START Source data

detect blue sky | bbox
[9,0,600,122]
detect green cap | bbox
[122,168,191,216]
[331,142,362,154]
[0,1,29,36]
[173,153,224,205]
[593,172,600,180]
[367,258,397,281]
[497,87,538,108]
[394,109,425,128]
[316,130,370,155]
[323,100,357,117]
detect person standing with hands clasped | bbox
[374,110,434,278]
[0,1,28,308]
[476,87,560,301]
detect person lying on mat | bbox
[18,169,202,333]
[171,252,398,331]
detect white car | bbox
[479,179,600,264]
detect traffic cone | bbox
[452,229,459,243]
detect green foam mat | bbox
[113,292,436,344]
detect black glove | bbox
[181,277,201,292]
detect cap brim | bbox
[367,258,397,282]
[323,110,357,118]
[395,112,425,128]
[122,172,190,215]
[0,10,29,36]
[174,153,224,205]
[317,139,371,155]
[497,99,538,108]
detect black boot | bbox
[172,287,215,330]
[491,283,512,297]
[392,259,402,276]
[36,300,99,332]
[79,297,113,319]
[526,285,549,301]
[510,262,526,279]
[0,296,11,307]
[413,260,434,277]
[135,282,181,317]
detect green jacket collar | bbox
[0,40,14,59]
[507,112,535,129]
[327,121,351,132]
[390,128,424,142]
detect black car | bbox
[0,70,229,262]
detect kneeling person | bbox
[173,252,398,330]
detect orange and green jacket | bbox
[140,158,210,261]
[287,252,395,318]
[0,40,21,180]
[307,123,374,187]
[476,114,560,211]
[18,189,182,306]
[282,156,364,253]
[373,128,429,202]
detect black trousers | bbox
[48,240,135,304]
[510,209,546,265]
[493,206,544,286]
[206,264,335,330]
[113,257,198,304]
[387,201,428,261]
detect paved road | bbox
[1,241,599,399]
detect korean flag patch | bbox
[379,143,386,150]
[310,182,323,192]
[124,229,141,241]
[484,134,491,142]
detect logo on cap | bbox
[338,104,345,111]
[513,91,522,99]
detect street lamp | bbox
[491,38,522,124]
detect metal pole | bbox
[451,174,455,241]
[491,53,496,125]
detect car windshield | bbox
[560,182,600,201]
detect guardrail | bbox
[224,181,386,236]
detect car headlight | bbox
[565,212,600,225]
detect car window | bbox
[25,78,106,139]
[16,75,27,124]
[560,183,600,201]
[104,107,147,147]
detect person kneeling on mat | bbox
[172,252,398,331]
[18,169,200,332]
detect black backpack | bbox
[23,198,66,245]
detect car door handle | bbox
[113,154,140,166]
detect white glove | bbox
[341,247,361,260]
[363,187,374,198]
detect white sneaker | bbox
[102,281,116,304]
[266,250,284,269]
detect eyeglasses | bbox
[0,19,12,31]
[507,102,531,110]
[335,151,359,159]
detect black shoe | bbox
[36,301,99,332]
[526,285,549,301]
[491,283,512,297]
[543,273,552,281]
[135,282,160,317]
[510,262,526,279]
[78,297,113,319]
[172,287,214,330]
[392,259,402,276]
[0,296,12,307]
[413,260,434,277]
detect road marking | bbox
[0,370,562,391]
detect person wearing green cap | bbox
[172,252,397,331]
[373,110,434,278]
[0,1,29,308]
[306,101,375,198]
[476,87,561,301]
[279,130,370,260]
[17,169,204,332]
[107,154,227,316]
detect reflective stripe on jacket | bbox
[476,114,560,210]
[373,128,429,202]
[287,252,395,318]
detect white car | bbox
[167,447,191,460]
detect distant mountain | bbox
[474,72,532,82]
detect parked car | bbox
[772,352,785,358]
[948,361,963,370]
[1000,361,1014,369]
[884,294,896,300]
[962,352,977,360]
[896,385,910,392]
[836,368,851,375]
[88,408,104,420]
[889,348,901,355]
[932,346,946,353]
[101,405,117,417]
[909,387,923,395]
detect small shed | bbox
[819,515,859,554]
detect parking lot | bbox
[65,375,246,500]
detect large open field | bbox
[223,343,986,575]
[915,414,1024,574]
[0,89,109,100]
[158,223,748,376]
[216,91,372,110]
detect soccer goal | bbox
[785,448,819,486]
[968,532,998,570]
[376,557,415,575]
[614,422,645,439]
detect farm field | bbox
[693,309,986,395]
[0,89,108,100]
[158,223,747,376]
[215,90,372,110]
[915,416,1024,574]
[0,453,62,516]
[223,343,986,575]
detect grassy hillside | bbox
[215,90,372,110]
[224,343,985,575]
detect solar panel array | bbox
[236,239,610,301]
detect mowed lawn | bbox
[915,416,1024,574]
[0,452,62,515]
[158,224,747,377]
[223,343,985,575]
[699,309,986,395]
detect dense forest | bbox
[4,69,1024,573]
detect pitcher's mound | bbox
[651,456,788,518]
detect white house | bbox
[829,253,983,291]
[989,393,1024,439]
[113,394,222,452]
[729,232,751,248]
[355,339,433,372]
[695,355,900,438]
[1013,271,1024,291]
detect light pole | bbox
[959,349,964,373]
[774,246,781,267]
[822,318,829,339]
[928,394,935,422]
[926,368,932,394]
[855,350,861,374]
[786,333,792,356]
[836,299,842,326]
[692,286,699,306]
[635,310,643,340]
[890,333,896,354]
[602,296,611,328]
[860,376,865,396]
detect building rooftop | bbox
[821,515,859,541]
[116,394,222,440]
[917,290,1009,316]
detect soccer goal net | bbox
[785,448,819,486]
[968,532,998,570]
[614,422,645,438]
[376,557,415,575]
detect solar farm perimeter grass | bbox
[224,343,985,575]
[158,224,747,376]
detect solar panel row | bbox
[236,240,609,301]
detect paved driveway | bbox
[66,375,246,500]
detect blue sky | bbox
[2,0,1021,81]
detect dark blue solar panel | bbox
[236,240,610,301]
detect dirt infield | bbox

END Source data

→ **Your assignment**
Repeating the listing in full, word for word, is the required output.

→ **Output**
detect blue sky | bbox
[9,0,600,122]
detect green cap | bbox
[122,168,191,216]
[331,142,362,154]
[0,1,29,36]
[173,153,224,205]
[593,172,600,180]
[367,258,397,281]
[497,87,538,108]
[394,109,425,128]
[316,130,370,155]
[323,100,357,117]
detect person standing with hands clasped | bbox
[374,110,434,278]
[0,1,28,308]
[476,87,560,301]
detect person lying on mat | bbox
[18,169,202,333]
[171,252,398,331]
detect white car | bbox
[479,179,600,264]
detect traffic cone | bbox
[452,229,459,243]
detect green foam mat | bbox
[113,292,436,344]
detect black glove | bbox
[181,277,201,292]
detect cap brim | bbox
[367,258,397,282]
[323,110,357,118]
[395,112,425,128]
[122,172,190,215]
[0,10,29,36]
[174,153,224,205]
[317,139,371,155]
[497,99,538,108]
detect black boot | bbox
[172,287,215,330]
[491,283,512,297]
[392,259,402,276]
[36,300,99,332]
[79,297,113,319]
[526,285,549,301]
[510,262,526,279]
[0,296,11,307]
[413,260,434,277]
[135,282,181,317]
detect green jacket collar | bbox
[0,40,14,59]
[507,112,535,129]
[327,121,351,132]
[390,128,424,142]
detect black car | bbox
[0,70,229,262]
detect kneeling person | bbox
[173,252,398,330]
detect orange and green jacket | bbox
[140,158,210,261]
[287,252,395,318]
[0,40,21,180]
[307,123,374,187]
[476,114,560,211]
[18,189,182,306]
[282,156,364,253]
[373,128,429,202]
detect black trousers | bbox
[48,240,135,304]
[510,209,546,265]
[493,206,544,286]
[206,264,335,330]
[113,257,198,304]
[387,201,428,261]
detect paved road | bbox
[1,241,599,399]
detect korean flag patch | bbox
[379,143,386,150]
[310,182,323,192]
[124,229,141,241]
[484,134,491,142]
detect logo on cap | bbox
[338,104,345,111]
[513,91,522,99]
detect street lamp | bbox
[491,38,522,124]
detect metal pole | bbox
[451,174,455,241]
[491,53,496,125]
detect car windshield | bbox
[560,182,600,201]
detect guardrail | bbox
[224,181,386,236]
detect car headlight | bbox
[565,212,600,225]
detect car window | bbox
[25,78,106,139]
[16,75,27,124]
[560,183,600,201]
[104,107,147,147]
detect person kneeling on mat | bbox
[172,252,398,331]
[18,169,200,332]
detect black backpack | bbox
[23,198,66,245]
detect car door handle | bbox
[113,154,140,166]
detect white glove | bbox
[341,247,361,260]
[363,187,374,198]
detect white sneaker | bbox
[102,281,116,304]
[266,250,284,269]
detect eyeglasses | bbox
[0,19,12,31]
[507,102,531,110]
[335,151,359,159]
detect black shoe | bbox
[36,301,99,332]
[526,285,549,301]
[491,283,512,297]
[543,273,552,281]
[135,282,160,317]
[510,262,526,279]
[78,297,113,319]
[172,287,214,330]
[392,259,402,276]
[0,296,12,307]
[413,260,434,277]
detect road marking | bbox
[0,370,562,391]
detect person wearing green cap | bbox
[172,252,397,331]
[373,110,434,278]
[0,1,29,308]
[306,101,375,198]
[476,87,561,301]
[279,130,370,260]
[17,169,204,332]
[107,154,227,316]
detect reflective stripe on jacket | bbox
[476,114,560,210]
[373,128,429,202]
[287,252,395,318]
detect white car | bbox
[167,447,191,460]
detect distant mountain | bbox
[474,72,532,82]
detect parked car | bbox
[772,352,785,358]
[948,361,963,370]
[1000,361,1014,369]
[884,294,896,300]
[962,352,977,360]
[896,385,910,392]
[836,368,851,375]
[88,408,104,420]
[889,348,901,355]
[932,346,946,353]
[101,405,117,417]
[909,387,923,395]
detect small shed | bbox
[819,515,859,554]
detect parking lot | bbox
[65,375,246,500]
detect large open field | bbox
[223,343,986,575]
[915,414,1024,574]
[0,89,109,100]
[158,223,748,376]
[216,91,372,110]
detect soccer goal | bbox
[785,448,819,486]
[968,532,998,570]
[376,557,415,575]
[614,422,645,439]
detect farm field | bbox
[693,309,986,395]
[0,89,108,100]
[158,223,747,376]
[215,90,372,110]
[915,416,1024,574]
[0,453,62,516]
[223,343,986,575]
detect grassy hillside | bbox
[215,90,372,110]
[224,343,985,575]
detect solar panel array | bbox
[236,239,610,301]
detect mowed lawn | bbox
[915,416,1024,574]
[0,452,62,515]
[158,224,747,377]
[223,343,985,575]
[699,309,986,395]
detect dense forest | bbox
[4,69,1024,573]
detect pitcher's mound | bbox
[651,456,788,518]
detect white house | bbox
[829,253,983,291]
[989,393,1024,439]
[113,394,222,452]
[729,232,751,248]
[355,339,433,372]
[695,355,900,438]
[1013,271,1024,291]
detect light pole | bbox
[959,349,964,373]
[774,246,781,267]
[822,318,829,339]
[928,394,935,422]
[926,368,932,394]
[855,350,861,374]
[786,333,792,356]
[836,299,842,326]
[692,286,699,306]
[635,310,643,340]
[890,333,896,354]
[602,296,611,328]
[860,376,865,396]
detect building rooftop | bbox
[821,515,859,541]
[116,394,222,440]
[917,290,1009,316]
detect soccer goal net | bbox
[785,448,819,486]
[968,532,998,570]
[614,422,645,438]
[376,557,415,575]
detect solar farm perimeter grass | bbox
[224,343,985,575]
[158,224,747,376]
detect solar panel row | bbox
[236,240,609,301]
detect paved driveway | bbox
[66,375,246,500]
detect blue sky | bbox
[2,0,1021,81]
detect dark blue solar panel | bbox
[236,240,610,301]
detect dirt infield | bbox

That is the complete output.